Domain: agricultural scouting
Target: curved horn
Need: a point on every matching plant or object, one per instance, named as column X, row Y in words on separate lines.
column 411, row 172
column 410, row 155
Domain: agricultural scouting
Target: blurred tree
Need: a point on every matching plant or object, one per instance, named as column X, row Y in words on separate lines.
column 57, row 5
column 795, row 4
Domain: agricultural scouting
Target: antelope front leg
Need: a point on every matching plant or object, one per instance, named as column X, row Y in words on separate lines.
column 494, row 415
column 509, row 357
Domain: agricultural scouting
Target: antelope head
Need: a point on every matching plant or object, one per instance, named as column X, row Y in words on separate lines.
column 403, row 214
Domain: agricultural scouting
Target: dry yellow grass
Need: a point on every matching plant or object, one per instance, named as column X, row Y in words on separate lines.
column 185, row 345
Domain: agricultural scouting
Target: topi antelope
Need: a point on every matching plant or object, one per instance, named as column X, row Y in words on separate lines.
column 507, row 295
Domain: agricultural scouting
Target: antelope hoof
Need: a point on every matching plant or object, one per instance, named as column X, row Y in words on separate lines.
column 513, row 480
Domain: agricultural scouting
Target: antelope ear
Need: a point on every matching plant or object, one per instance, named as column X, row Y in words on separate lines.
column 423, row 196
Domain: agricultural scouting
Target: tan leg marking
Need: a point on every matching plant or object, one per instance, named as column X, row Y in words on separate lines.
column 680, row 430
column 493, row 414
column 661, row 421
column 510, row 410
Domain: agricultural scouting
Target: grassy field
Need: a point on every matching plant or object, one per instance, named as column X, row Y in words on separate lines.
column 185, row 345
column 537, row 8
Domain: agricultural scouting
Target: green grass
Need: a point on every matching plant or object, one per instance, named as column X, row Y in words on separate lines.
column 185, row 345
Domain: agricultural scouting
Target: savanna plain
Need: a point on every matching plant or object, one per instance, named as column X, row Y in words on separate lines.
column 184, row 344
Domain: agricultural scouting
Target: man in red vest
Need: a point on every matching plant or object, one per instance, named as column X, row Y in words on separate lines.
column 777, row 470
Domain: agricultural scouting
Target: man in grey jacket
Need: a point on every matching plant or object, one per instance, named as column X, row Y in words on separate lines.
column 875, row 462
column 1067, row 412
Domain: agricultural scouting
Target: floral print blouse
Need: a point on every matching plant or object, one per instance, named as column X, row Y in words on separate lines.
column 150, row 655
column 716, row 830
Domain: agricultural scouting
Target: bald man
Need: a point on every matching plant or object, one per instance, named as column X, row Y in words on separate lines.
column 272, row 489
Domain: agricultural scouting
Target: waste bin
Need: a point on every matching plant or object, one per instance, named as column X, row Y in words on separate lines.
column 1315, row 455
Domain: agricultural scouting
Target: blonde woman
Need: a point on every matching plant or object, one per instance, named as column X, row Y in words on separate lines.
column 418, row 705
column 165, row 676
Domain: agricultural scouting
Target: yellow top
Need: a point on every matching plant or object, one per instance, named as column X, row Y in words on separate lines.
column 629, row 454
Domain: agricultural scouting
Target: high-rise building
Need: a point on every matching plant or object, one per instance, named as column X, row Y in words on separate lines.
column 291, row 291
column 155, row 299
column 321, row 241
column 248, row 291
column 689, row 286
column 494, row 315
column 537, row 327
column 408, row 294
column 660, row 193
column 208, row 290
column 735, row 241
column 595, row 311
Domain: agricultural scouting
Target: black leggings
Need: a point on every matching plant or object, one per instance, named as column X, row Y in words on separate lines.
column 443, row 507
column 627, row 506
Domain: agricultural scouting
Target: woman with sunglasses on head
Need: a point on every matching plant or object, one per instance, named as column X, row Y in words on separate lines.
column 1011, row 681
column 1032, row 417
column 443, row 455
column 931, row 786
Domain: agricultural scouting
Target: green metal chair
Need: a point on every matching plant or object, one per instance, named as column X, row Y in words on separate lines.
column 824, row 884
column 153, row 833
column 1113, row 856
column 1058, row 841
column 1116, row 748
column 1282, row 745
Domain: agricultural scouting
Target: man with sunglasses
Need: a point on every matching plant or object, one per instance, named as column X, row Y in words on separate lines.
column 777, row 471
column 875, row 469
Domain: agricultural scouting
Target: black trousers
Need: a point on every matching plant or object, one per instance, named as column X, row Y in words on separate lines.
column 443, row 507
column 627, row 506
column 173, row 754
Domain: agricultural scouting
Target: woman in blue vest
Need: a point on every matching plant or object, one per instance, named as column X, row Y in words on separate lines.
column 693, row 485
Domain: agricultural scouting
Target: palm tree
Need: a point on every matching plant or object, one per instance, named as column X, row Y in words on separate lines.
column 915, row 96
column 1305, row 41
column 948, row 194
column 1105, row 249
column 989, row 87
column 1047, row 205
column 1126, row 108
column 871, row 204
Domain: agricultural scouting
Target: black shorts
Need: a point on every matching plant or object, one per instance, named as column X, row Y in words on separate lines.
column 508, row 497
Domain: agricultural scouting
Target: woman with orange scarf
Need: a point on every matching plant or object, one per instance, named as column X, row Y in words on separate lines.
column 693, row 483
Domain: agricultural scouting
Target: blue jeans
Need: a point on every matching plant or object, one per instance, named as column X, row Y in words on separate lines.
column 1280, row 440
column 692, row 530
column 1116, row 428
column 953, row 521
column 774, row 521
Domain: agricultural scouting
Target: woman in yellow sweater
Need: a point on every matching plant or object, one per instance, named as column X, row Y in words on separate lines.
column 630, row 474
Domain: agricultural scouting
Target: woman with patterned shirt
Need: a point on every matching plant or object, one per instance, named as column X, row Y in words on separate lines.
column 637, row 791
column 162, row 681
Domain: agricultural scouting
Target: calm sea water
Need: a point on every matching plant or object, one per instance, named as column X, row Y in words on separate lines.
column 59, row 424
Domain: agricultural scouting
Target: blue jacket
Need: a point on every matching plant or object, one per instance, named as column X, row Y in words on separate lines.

———

> Exercise goal:
Mind each word and retype the entire listing above.

> Exercise solution:
Domain: agricultural scouting
Target: curved horn
Need: a point on every matching plant or object, one per instance, named as column X, row Y in words on separate lines.
column 411, row 172
column 410, row 155
Domain: agricultural scouting
Target: blurred tree
Need: a point on every matching plant or object, one per instance, named as column X, row Y in words on separate lines.
column 57, row 5
column 795, row 4
Domain: agricultural scouting
Target: antelope front leg
Need: a point on every matching plant or object, one per instance, named as column X, row Y in words on separate lines.
column 494, row 415
column 509, row 357
Domain: agricultural scouting
Target: antelope head
Need: a point on every matching plant or object, one per instance, named as column X, row Y in words on separate lines.
column 403, row 214
Domain: agricultural scouting
Target: dry yellow grass
Need: a point on every matching plant or object, one per instance, named as column X, row Y in words on separate lines.
column 185, row 345
Domain: agricultural scouting
Target: topi antelope
Need: a point on every matching plant or object, one per instance, named as column X, row Y in words on separate lines.
column 507, row 295
Domain: agricultural scouting
Target: antelope hoof
Need: a point on every matching plant or object, one per instance, named as column X, row Y in words on separate lines.
column 513, row 480
Domain: agricultural scouting
Target: antelope ear
Need: a point on every matching plant or object, one per instance, named as column X, row Y in words on separate lines.
column 423, row 196
Domain: agricultural scouting
Target: tan leg marking
Need: a point on every matching plant or object, one per instance, named as column X, row Y in words on separate lines.
column 680, row 430
column 493, row 414
column 661, row 421
column 510, row 410
Domain: agricultural scouting
Target: grassy field
Need: a point on every matching plant or object, one per instance, named as column X, row Y in words on separate lines.
column 185, row 345
column 537, row 8
Domain: agricultural scouting
Target: green grass
Need: a point on every matching plant or object, one per instance, named as column X, row Y in words on separate lines.
column 185, row 345
Domain: agricultural scouting
Target: savanna plain
Need: a point on every matching plant or object, one per instance, named as column X, row Y in words on separate lines.
column 184, row 344
Domain: agricultural scouting
Target: man in red vest
Need: a point on every matching plant or object, one per instance, named as column X, row Y in words on separate lines.
column 777, row 470
Domain: agricultural scouting
Target: man in grey jacket
Need: a point on every matching plant or object, one per instance, named as column X, row Y in words on separate lines.
column 875, row 462
column 1067, row 412
Domain: agricultural scouting
Target: floral print blouse
Need: a point on every matching plant or object, one per instance, named as column X, row Y in words on separate lines.
column 150, row 655
column 716, row 830
Domain: agricultural scouting
Target: bald man
Need: a point on every matching plant or object, one per instance, named as column X, row Y in words on separate lines.
column 272, row 489
Domain: agricultural scouting
Target: waste bin
Need: a point on every matching plant or object, one per instance, named as column X, row Y in words on separate lines.
column 1315, row 455
Domain: agricultural scouting
Target: blonde woman
Need: a point on every matching plant or object, one per instance, named as column X, row Y in words on separate lines.
column 418, row 705
column 165, row 676
Domain: agricultural scouting
Target: yellow top
Need: a point on every matching plant or object, one per instance, named as column X, row Y in words on separate lines.
column 629, row 454
Domain: agricultural scouting
Target: high-rise building
Need: a point on every matching plant or object, one per instance, named as column X, row Y in words on separate lines.
column 291, row 291
column 155, row 299
column 321, row 241
column 248, row 291
column 689, row 286
column 494, row 315
column 537, row 327
column 408, row 294
column 660, row 193
column 208, row 290
column 735, row 241
column 595, row 311
Domain: agricultural scouting
Target: black leggings
Need: a point on every matching plant or object, one per instance, named as column X, row Y in words on separate lines.
column 443, row 507
column 627, row 506
Domain: agricultural scouting
Target: woman with sunglasses on head
Need: a point on every matching plant or object, one per instance, named as column X, row Y in words on separate lines.
column 1011, row 681
column 1032, row 417
column 443, row 455
column 931, row 786
Domain: agricultural scouting
Target: green metal chair
Need: a point on every matching plant or object, one per instance, named as column X, row Y in words on separate lines.
column 824, row 884
column 153, row 833
column 1113, row 856
column 1058, row 841
column 1116, row 748
column 1282, row 745
Domain: agricultural scouting
Target: man with sunglasses
Need: a point on every matching plant or object, one per instance, named as column X, row Y in words on separate lines.
column 777, row 471
column 875, row 469
Domain: agricultural scouting
Target: black trousers
Need: a point on every matching plant or object, one per instance, named as column X, row Y in words on separate lines.
column 443, row 507
column 627, row 506
column 173, row 754
Domain: agricultural scouting
Target: woman in blue vest
Need: a point on every matching plant or object, one per instance, named as column X, row Y in words on separate lines.
column 693, row 485
Domain: agricultural scouting
Target: palm tree
Need: a point on every matching plant or object, one per instance, named as column X, row Y in words on separate lines.
column 915, row 96
column 1305, row 41
column 948, row 194
column 1105, row 249
column 989, row 87
column 1047, row 205
column 1126, row 108
column 871, row 204
Domain: agricultural scouting
Target: black shorts
Need: a point on every matching plant or object, one per instance, named as column X, row Y in words on separate lines.
column 508, row 497
Domain: agricultural scouting
Target: woman with orange scarf
Need: a point on every matching plant or object, one per instance, named as column X, row Y in words on separate lines.
column 693, row 483
Domain: agricultural scouting
Target: blue jeans
Need: a point on every matching plant or object, one per instance, named as column X, row Y in words on separate lines.
column 1280, row 440
column 692, row 530
column 1116, row 428
column 953, row 521
column 774, row 521
Domain: agricultural scouting
Target: woman in yellow sweater
Need: a point on every matching plant or object, one per instance, named as column X, row Y in words on separate lines.
column 630, row 474
Domain: agricultural scouting
Target: woman with patterned shirt
Need: a point on every matching plant or object, one per instance, named as column X, row Y in words on separate lines.
column 637, row 791
column 162, row 681
Domain: agricultural scouting
Target: calm sea water
Need: a point on every matching plant or object, one per instance, named as column X, row Y in words on separate lines.
column 59, row 424
Domain: agricultural scouting
Target: blue jacket
Need: a point on every matching plant or object, one per instance, named as column X, row Y in words on separate lines.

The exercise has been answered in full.